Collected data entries
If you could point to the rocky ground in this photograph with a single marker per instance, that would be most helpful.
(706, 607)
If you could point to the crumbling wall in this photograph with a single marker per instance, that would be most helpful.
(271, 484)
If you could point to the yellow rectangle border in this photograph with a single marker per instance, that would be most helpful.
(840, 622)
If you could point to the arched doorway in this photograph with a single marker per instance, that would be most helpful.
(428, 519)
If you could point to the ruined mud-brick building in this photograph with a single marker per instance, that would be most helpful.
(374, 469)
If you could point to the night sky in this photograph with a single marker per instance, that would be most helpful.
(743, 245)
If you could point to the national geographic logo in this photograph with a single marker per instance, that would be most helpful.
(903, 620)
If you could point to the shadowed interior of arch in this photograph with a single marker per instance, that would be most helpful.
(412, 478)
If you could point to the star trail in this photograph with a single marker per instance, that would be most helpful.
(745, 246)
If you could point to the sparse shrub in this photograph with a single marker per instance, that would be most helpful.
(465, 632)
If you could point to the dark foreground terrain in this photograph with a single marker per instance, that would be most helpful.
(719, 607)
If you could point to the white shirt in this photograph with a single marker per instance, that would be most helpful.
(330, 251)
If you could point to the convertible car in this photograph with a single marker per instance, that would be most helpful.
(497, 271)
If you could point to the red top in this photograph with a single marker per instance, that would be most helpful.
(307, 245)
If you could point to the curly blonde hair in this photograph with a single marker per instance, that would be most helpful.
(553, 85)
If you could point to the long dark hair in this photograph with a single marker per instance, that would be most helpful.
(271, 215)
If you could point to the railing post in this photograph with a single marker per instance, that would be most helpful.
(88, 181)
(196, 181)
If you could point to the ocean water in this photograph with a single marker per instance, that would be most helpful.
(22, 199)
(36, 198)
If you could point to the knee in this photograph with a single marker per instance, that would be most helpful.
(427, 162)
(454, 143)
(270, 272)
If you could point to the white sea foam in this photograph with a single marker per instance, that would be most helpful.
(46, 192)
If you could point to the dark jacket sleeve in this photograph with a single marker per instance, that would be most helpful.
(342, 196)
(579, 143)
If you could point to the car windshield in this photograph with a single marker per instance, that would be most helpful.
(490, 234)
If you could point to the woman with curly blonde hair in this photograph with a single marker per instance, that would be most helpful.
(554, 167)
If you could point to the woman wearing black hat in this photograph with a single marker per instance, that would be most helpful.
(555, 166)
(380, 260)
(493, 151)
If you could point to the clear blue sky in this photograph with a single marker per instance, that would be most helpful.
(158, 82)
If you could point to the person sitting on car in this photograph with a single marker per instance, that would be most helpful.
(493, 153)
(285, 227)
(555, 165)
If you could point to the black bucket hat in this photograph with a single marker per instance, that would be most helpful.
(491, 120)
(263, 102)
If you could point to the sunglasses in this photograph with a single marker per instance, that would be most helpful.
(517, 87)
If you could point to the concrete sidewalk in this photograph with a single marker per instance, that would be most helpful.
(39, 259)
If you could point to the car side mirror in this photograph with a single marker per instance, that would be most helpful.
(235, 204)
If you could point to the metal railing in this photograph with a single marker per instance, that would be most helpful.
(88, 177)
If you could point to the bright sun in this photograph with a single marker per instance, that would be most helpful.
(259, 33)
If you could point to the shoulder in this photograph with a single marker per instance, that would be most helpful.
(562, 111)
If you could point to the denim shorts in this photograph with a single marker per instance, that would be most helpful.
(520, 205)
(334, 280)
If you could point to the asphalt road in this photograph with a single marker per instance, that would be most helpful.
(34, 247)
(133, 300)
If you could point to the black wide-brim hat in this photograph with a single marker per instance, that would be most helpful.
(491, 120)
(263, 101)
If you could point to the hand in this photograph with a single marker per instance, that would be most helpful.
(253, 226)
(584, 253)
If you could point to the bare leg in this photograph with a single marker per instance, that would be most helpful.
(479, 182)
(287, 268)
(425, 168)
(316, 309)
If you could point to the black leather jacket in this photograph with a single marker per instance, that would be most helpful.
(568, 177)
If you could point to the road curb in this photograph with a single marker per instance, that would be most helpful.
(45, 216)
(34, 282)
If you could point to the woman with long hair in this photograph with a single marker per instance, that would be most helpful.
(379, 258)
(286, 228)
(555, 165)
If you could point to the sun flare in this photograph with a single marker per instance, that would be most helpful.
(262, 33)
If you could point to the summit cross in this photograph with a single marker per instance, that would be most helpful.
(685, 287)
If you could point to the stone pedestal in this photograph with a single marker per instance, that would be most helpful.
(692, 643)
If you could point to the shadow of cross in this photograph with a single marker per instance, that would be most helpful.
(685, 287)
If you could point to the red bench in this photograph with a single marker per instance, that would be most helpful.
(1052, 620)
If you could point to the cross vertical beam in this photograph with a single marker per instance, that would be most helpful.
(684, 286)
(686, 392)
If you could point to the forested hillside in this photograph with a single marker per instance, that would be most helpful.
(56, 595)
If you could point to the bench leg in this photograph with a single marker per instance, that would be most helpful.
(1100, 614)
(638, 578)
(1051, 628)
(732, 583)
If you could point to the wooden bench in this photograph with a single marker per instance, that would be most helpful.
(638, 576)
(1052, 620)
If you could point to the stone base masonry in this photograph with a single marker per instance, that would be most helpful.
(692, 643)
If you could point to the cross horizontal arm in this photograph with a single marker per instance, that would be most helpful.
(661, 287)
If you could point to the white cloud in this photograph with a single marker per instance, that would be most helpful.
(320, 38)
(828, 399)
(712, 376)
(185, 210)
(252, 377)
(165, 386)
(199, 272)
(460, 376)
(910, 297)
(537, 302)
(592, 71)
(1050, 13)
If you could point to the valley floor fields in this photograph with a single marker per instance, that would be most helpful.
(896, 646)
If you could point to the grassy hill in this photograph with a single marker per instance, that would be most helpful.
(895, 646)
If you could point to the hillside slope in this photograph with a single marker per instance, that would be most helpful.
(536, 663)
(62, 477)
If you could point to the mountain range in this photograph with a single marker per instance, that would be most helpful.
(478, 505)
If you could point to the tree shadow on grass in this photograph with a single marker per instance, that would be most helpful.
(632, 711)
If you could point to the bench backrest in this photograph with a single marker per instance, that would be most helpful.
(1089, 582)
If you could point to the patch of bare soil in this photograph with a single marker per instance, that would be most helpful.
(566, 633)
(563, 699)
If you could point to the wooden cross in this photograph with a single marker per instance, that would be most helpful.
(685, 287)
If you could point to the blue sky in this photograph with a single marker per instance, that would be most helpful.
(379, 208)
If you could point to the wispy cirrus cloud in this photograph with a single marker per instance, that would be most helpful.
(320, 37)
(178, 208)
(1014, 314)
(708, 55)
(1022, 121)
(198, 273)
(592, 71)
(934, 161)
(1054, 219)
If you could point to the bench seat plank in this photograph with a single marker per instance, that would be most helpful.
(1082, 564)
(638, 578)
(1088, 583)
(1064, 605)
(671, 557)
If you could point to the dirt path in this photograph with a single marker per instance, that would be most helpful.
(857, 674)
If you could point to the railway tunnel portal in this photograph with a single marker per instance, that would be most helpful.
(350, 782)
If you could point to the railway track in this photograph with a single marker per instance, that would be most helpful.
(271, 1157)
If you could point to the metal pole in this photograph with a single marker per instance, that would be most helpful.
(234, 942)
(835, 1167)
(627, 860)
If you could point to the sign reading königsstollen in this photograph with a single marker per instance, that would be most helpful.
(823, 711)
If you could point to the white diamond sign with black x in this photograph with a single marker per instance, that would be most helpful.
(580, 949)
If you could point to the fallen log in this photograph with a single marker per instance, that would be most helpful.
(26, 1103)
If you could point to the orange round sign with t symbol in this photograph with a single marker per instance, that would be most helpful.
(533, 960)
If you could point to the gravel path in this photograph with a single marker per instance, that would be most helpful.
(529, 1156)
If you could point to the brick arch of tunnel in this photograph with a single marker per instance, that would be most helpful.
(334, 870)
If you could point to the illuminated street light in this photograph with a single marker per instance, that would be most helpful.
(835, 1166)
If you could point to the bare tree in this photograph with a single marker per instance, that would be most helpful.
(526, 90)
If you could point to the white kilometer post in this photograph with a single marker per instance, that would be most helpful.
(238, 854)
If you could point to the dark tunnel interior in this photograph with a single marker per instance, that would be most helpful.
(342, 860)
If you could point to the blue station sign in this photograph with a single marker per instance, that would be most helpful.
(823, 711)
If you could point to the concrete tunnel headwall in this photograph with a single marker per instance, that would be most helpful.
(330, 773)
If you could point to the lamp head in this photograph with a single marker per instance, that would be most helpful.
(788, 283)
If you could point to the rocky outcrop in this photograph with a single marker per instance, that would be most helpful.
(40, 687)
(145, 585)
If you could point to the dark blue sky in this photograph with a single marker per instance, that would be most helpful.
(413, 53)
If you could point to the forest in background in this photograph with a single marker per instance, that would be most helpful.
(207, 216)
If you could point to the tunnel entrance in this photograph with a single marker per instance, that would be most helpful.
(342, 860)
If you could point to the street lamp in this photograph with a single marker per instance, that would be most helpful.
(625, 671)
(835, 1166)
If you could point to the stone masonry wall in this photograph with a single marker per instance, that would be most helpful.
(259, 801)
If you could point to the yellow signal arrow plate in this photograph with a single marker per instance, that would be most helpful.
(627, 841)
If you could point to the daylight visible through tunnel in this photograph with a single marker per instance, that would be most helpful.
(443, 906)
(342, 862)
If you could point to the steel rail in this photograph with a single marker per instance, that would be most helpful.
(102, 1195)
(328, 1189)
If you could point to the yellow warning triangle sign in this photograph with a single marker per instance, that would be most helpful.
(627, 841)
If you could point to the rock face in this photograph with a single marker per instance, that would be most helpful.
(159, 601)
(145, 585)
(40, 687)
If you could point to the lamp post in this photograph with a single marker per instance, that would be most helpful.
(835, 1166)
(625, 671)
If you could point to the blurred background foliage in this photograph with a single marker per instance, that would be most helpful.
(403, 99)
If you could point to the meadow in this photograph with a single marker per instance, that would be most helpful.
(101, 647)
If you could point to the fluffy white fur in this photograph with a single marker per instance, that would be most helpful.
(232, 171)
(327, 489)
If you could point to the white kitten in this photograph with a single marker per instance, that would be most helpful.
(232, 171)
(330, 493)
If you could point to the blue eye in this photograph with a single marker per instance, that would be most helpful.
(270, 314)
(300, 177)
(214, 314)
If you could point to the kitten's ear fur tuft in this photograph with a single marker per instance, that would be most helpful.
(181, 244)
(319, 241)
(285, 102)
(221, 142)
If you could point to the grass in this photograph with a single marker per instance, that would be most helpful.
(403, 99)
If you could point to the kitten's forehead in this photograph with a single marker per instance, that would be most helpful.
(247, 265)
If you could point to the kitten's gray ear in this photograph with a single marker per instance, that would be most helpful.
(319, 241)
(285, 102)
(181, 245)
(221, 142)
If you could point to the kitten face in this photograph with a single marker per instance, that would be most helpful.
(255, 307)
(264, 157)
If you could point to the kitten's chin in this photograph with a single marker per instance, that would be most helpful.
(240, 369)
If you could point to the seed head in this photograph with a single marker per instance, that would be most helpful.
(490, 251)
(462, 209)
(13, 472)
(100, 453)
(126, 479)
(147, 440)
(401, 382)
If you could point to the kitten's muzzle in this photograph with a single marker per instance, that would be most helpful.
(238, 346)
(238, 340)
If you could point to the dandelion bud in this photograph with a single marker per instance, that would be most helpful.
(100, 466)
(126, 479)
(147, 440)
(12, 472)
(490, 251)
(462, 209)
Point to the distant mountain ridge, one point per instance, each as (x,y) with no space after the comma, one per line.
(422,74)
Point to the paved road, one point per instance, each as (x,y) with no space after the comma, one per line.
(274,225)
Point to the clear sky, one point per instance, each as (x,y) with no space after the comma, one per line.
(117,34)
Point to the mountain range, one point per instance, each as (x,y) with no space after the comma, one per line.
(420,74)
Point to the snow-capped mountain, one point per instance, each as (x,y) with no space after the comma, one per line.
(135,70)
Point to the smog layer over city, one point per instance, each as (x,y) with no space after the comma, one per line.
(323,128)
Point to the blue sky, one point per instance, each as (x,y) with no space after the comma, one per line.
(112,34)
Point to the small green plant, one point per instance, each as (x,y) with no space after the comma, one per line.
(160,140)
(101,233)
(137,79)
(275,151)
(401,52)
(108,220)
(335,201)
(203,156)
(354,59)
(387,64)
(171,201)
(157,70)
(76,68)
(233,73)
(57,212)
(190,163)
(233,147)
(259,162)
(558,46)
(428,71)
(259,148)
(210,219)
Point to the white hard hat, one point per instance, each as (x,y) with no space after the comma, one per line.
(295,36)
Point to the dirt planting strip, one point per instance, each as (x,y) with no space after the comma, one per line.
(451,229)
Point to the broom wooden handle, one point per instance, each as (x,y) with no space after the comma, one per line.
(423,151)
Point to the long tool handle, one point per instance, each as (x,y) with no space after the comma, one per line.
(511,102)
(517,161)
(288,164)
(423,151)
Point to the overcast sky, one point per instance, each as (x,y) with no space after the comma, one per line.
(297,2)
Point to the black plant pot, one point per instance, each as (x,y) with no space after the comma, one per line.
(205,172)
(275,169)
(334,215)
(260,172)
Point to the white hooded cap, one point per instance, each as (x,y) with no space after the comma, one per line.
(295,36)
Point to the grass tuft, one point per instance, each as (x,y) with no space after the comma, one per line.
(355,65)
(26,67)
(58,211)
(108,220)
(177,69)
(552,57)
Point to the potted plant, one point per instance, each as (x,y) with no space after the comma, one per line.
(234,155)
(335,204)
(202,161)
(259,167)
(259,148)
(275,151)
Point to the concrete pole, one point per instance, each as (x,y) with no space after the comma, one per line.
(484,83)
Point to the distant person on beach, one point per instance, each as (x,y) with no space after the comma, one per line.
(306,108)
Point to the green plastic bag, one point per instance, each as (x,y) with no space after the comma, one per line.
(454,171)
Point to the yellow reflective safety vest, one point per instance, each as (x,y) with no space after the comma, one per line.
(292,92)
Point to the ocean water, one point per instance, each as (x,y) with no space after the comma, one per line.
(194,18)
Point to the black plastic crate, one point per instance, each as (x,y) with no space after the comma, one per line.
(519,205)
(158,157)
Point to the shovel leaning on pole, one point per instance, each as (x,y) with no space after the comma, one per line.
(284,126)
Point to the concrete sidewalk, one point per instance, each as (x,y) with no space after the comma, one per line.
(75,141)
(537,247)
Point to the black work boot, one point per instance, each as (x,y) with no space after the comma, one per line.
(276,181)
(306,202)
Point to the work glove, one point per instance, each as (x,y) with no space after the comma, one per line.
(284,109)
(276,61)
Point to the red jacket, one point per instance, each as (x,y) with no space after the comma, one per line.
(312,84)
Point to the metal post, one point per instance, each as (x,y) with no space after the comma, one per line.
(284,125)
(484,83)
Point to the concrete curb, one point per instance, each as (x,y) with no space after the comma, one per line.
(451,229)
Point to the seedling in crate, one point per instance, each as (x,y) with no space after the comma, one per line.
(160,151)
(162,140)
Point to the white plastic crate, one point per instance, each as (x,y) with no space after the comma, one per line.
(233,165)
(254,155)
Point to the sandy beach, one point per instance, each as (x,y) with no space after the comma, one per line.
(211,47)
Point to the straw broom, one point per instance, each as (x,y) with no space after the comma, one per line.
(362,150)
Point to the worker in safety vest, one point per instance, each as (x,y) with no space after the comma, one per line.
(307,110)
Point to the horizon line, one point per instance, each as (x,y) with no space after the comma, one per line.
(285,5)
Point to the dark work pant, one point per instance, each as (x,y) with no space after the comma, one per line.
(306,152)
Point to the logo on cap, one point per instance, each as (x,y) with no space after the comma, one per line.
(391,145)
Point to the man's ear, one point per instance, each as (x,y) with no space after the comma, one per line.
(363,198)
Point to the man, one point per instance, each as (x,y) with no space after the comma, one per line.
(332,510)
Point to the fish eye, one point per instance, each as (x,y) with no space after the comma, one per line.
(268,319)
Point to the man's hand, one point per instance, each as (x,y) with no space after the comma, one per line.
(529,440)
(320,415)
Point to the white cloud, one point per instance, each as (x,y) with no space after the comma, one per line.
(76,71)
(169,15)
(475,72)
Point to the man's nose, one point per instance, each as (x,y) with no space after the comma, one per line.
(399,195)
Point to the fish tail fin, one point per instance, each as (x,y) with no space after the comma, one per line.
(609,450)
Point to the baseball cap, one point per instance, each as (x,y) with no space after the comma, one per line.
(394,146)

## YOUR OBJECTIVE
Starting at the line containing "If you could point to the grassy" and ending with the line containing "(1089, 582)", rewrite those lines from the items above as a numbered list, skipping any blank lines.

## ANSWER FOR THIS EXERCISE
1. If you could point to the grassy hill in this photograph with a single marker per instance, that would be most helpful.
2. (895, 646)
3. If you could point to the hillside slope in this photograph with a single marker per instance, that would be most helpful.
4. (536, 663)
5. (62, 477)
6. If you could point to the mountain range in this photograph with a single marker per instance, that would be most helpful.
7. (478, 505)
8. If you could point to the tree shadow on grass in this photograph with a single marker per instance, that would be most helpful.
9. (632, 711)
10. If you could point to the bench backrest in this photograph with a single marker per instance, that would be most helpful.
11. (1089, 582)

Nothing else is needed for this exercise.